STATED PROBLEM
Can you extract the lines below verbatim, omitting the pictures from your answer?
** begin DATASET RECORDS **
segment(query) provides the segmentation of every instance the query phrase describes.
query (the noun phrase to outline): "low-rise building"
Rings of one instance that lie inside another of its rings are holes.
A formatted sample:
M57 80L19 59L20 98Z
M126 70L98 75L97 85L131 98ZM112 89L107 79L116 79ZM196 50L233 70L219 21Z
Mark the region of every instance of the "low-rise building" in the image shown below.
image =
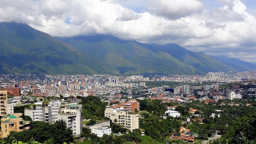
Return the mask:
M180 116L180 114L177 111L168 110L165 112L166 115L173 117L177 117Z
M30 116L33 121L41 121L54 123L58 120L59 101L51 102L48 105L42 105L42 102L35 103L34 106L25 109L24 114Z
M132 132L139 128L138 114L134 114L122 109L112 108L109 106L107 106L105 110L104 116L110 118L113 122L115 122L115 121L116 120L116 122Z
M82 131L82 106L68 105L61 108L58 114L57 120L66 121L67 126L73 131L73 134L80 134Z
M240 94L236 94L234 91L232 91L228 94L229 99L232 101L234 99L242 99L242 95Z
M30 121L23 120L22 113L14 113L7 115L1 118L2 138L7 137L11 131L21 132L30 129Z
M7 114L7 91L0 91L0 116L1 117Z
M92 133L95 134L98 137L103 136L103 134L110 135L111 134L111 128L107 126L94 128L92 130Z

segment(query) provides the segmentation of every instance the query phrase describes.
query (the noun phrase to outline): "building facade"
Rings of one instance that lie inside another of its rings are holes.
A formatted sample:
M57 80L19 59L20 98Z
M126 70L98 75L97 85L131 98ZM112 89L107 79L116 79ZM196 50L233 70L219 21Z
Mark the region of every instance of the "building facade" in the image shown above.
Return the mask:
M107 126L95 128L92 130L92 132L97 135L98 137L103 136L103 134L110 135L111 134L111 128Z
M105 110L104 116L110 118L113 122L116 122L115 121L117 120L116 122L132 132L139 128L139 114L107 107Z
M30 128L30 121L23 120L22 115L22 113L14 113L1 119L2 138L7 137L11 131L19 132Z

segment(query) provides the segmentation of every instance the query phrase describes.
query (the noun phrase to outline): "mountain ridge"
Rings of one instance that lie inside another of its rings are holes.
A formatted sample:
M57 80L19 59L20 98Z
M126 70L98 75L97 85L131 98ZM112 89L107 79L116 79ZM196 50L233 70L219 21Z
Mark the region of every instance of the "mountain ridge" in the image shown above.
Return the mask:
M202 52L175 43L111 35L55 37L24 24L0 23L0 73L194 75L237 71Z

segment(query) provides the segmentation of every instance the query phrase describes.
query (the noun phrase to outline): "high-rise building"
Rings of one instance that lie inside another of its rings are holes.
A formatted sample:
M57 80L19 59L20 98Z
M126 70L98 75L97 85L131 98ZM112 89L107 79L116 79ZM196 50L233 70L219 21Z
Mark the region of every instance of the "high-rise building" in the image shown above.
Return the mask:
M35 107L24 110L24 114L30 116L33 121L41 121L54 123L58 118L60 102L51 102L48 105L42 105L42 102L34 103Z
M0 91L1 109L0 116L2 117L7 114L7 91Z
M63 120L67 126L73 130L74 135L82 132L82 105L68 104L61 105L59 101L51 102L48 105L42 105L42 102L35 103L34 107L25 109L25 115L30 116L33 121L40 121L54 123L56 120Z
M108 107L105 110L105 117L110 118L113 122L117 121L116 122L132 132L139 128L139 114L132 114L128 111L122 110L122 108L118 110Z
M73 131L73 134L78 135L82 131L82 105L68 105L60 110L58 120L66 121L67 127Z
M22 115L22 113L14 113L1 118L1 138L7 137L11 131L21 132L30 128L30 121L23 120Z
** end DATASET RECORDS **
COMPLETE ANSWER
segment(query) provides the segmentation of every instance the query phrase describes.
query (the noun phrase to outline): "low-rise building"
Rings of one instance that lie inside another of its rings are holes.
A formatted sample:
M57 80L19 59L20 98Z
M126 70L98 75L97 85L131 98ZM112 89L107 79L116 79ZM196 50L233 70L219 21Z
Mark the region of every instance of the "low-rise building" in the image shown below.
image =
Return the mask:
M180 116L180 114L177 111L168 110L165 112L166 115L173 117L177 117Z
M30 116L33 121L41 121L54 123L58 120L59 101L51 102L48 105L42 105L42 102L35 103L34 106L25 109L24 114Z
M132 132L139 128L138 114L134 114L122 109L112 108L109 106L107 106L105 110L104 116L110 118L113 122L115 122L115 121L116 120L116 122Z
M82 131L82 106L68 105L61 108L58 114L57 120L66 121L67 126L73 131L73 134L80 134Z
M240 94L236 94L234 91L232 91L228 94L229 99L232 101L234 99L242 99L242 95Z
M30 121L23 120L22 113L14 113L7 115L1 118L2 138L7 137L11 131L21 132L30 129Z
M7 114L7 91L0 91L0 116L1 117Z
M92 133L95 134L98 137L103 136L103 134L110 135L111 134L111 128L107 126L94 128L92 130Z

segment(query) provides the segmentation of every instance the query phrase describes.
query (the noun phrase to outline): "building facade"
Rings of one instance that lie inside another of its rings are holes.
A formatted sample:
M57 80L19 59L20 98Z
M126 70L98 75L97 85L131 98ZM112 89L107 79L116 79ZM196 50L233 70L219 21Z
Mark the region of every instance of the "building facade" in the image shown above.
Return the mask:
M107 126L95 128L92 130L92 132L97 135L98 137L103 136L103 134L110 135L111 134L111 128Z
M105 110L104 116L110 118L113 122L116 122L115 121L117 120L116 122L132 132L139 128L139 114L107 107Z
M30 128L30 121L23 120L22 115L22 113L14 113L1 119L2 138L7 137L11 131L19 132Z

segment(query) provides the segmentation of every instance the query phrase describes.
query (the noun phrase to outline): "mountain ridge"
Rings of one instance that lie inside another of its rings are holes.
A formatted sample:
M57 80L19 59L20 98Z
M126 70L98 75L97 85L131 98ZM112 89L107 79L116 79ZM196 50L233 70L219 21Z
Mark the region of every instance of the "mountain ridge" in the image shown above.
Return the mask:
M202 52L175 43L111 35L55 37L24 24L0 23L0 73L194 75L237 71Z

segment(query) provides the segmentation of every instance the query phrase describes.
query (the noun phrase to outline): "high-rise building"
Rings of one instance that lie inside another of its rings are holes.
A formatted sample:
M57 80L19 59L20 98Z
M126 70L98 75L97 85L131 98ZM112 89L107 79L116 79ZM196 50L233 70L219 21Z
Mark the region of every instance of the "high-rise building" in the image shown above.
Return the mask:
M35 107L24 110L24 114L30 116L33 121L41 121L54 123L58 118L60 102L51 102L48 105L42 105L42 102L34 103Z
M0 91L1 109L0 116L2 117L7 114L7 91Z
M63 120L67 126L73 130L74 135L82 132L82 105L68 104L61 105L59 101L51 102L48 105L42 105L42 102L35 103L34 107L25 109L25 115L30 116L33 121L40 121L54 123L56 120Z
M108 107L105 110L105 117L110 118L113 122L117 121L116 122L132 132L139 128L139 114L132 114L128 111L122 110L122 108L118 110Z
M73 131L73 134L78 135L82 131L82 105L68 105L60 110L58 120L66 121L67 127Z
M22 115L22 113L14 113L1 118L1 138L7 137L11 131L21 132L30 128L30 121L23 120Z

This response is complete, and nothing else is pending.